Dataset items

※

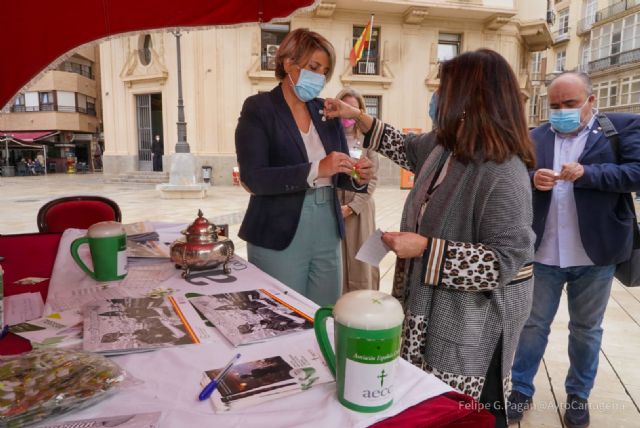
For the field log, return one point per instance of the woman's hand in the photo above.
(334, 163)
(338, 108)
(406, 245)
(365, 169)
(544, 179)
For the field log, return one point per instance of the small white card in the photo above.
(23, 307)
(373, 250)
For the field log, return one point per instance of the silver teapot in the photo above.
(201, 248)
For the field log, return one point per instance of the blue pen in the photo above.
(208, 390)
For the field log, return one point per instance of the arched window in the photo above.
(144, 49)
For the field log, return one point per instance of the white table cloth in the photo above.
(170, 378)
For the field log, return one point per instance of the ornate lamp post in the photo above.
(181, 146)
(182, 175)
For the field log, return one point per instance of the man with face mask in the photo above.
(584, 228)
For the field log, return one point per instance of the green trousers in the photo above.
(312, 263)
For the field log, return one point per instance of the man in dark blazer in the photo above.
(157, 150)
(584, 227)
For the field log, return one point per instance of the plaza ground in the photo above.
(615, 400)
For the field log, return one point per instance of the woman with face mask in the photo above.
(465, 249)
(358, 209)
(292, 160)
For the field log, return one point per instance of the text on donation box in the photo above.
(369, 378)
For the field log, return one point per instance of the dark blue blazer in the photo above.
(274, 167)
(604, 218)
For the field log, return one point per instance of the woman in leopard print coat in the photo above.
(464, 270)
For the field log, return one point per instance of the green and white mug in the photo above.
(368, 329)
(108, 245)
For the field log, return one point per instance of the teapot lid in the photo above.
(201, 227)
(368, 310)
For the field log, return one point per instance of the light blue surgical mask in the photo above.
(565, 120)
(309, 85)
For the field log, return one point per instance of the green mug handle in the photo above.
(320, 328)
(74, 253)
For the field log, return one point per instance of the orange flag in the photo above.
(358, 48)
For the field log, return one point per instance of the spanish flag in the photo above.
(358, 48)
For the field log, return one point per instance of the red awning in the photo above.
(34, 36)
(27, 136)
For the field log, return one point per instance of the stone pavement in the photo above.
(615, 399)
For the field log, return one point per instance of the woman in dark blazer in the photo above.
(291, 160)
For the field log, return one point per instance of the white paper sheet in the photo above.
(23, 307)
(142, 420)
(373, 250)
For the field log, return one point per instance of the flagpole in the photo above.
(369, 44)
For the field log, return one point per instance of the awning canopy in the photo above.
(34, 37)
(27, 136)
(12, 143)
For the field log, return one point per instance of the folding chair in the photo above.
(76, 211)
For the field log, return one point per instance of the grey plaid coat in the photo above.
(474, 283)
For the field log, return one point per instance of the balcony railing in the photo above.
(632, 108)
(622, 58)
(585, 24)
(52, 107)
(615, 9)
(561, 35)
(582, 68)
(81, 69)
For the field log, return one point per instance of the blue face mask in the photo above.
(565, 120)
(309, 85)
(433, 107)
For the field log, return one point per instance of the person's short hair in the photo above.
(350, 92)
(299, 45)
(584, 77)
(481, 112)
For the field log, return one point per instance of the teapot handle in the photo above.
(320, 328)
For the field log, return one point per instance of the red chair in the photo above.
(78, 212)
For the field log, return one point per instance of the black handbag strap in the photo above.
(612, 135)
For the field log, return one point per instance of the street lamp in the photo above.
(181, 146)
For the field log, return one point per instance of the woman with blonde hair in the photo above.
(292, 160)
(358, 209)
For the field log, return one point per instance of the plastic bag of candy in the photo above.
(45, 383)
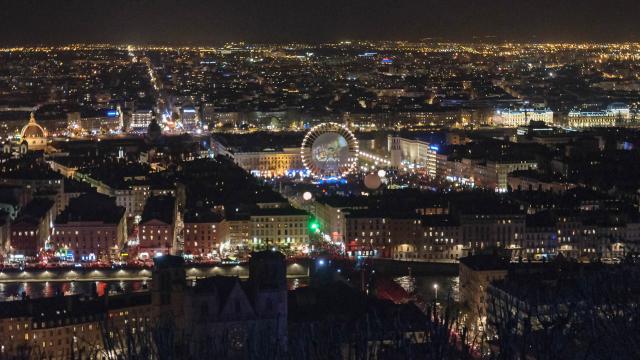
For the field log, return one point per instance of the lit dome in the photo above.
(32, 130)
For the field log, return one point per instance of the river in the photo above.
(422, 285)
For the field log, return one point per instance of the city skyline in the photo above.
(215, 22)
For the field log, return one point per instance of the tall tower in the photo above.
(396, 151)
(268, 279)
(168, 288)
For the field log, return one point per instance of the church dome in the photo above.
(32, 130)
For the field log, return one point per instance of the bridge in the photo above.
(294, 270)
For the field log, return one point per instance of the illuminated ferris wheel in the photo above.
(329, 150)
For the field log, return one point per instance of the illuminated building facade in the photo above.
(189, 118)
(92, 227)
(140, 120)
(615, 114)
(107, 121)
(31, 230)
(203, 233)
(271, 163)
(413, 153)
(279, 226)
(521, 117)
(157, 234)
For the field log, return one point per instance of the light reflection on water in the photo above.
(419, 285)
(14, 291)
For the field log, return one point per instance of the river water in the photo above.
(421, 285)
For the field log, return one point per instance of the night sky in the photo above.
(212, 22)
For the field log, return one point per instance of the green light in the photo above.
(314, 226)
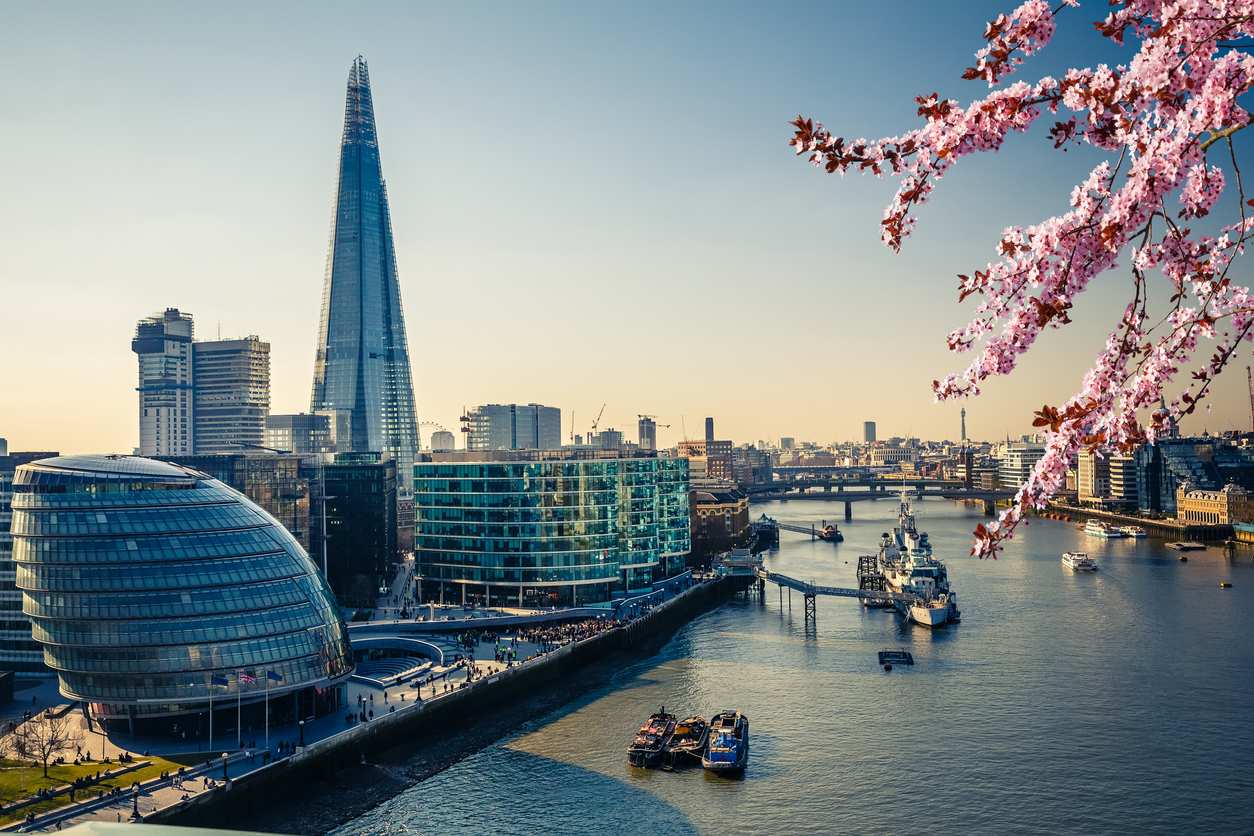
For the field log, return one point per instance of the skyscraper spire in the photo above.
(363, 360)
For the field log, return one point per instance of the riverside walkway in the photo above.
(443, 677)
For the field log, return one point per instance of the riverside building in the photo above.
(548, 527)
(156, 589)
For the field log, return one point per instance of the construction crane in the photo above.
(1249, 379)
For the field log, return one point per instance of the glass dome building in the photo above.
(156, 589)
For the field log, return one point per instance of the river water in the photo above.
(1114, 702)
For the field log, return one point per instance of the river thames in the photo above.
(1110, 702)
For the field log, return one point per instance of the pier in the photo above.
(810, 592)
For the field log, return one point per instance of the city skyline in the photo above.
(617, 232)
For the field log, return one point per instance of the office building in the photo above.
(276, 483)
(231, 394)
(154, 588)
(1092, 476)
(361, 362)
(647, 434)
(1018, 458)
(513, 426)
(19, 651)
(302, 434)
(361, 525)
(167, 411)
(1205, 463)
(1224, 506)
(548, 528)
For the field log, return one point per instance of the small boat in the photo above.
(646, 750)
(1079, 560)
(832, 534)
(690, 738)
(899, 657)
(1096, 528)
(729, 743)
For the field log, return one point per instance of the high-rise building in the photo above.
(167, 412)
(361, 362)
(231, 385)
(647, 433)
(304, 434)
(512, 426)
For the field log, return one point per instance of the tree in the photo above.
(43, 737)
(1159, 117)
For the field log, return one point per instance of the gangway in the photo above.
(811, 590)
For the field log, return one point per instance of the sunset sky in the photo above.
(591, 203)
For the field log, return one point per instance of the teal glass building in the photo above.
(153, 588)
(556, 532)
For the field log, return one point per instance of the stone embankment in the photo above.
(256, 792)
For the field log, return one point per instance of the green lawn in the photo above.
(11, 773)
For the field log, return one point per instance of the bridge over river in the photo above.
(833, 491)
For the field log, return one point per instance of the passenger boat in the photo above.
(908, 568)
(646, 750)
(729, 743)
(1096, 528)
(690, 737)
(1079, 560)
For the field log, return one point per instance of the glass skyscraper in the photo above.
(363, 361)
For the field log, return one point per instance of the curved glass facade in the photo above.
(548, 532)
(149, 584)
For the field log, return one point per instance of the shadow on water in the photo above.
(509, 792)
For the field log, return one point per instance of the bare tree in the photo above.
(44, 737)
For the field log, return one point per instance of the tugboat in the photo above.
(830, 533)
(646, 750)
(690, 738)
(729, 743)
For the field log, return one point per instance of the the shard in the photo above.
(363, 359)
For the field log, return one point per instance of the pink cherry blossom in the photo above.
(1168, 120)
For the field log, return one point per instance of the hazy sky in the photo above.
(592, 204)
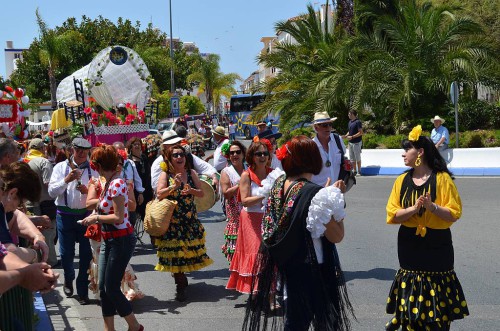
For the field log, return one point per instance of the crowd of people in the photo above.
(285, 211)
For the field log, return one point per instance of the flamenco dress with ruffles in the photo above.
(247, 246)
(233, 210)
(426, 293)
(182, 247)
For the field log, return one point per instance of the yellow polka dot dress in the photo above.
(426, 293)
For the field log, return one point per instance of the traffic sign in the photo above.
(454, 93)
(174, 106)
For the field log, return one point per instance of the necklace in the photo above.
(327, 163)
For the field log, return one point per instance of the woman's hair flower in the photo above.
(225, 149)
(93, 164)
(415, 133)
(265, 141)
(123, 154)
(164, 166)
(283, 151)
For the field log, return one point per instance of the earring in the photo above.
(418, 161)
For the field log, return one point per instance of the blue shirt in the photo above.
(440, 132)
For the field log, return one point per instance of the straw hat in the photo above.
(220, 131)
(437, 118)
(81, 143)
(322, 117)
(36, 143)
(268, 134)
(170, 137)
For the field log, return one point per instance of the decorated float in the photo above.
(108, 99)
(12, 113)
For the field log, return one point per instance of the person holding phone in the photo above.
(68, 185)
(182, 248)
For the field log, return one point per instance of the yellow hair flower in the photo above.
(415, 133)
(164, 166)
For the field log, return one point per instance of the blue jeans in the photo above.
(69, 233)
(114, 257)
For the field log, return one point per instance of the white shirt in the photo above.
(57, 186)
(129, 172)
(275, 163)
(220, 161)
(200, 166)
(334, 155)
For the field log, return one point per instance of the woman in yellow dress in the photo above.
(182, 248)
(426, 293)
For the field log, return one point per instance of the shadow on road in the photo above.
(377, 273)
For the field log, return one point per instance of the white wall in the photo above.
(461, 161)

※

● **TO DO**
Convert the lines of the items into a numbered list, beginning with the line that contains "road in the photo above." and continuing through the end of the items. Omit any blank lines.

● **SOLUTION BELOW**
1. For the field log, return one point per instance of the shadow on road in the photo above.
2. (377, 273)
3. For the field log, return one point per instance of the white wall in the photo above.
4. (461, 161)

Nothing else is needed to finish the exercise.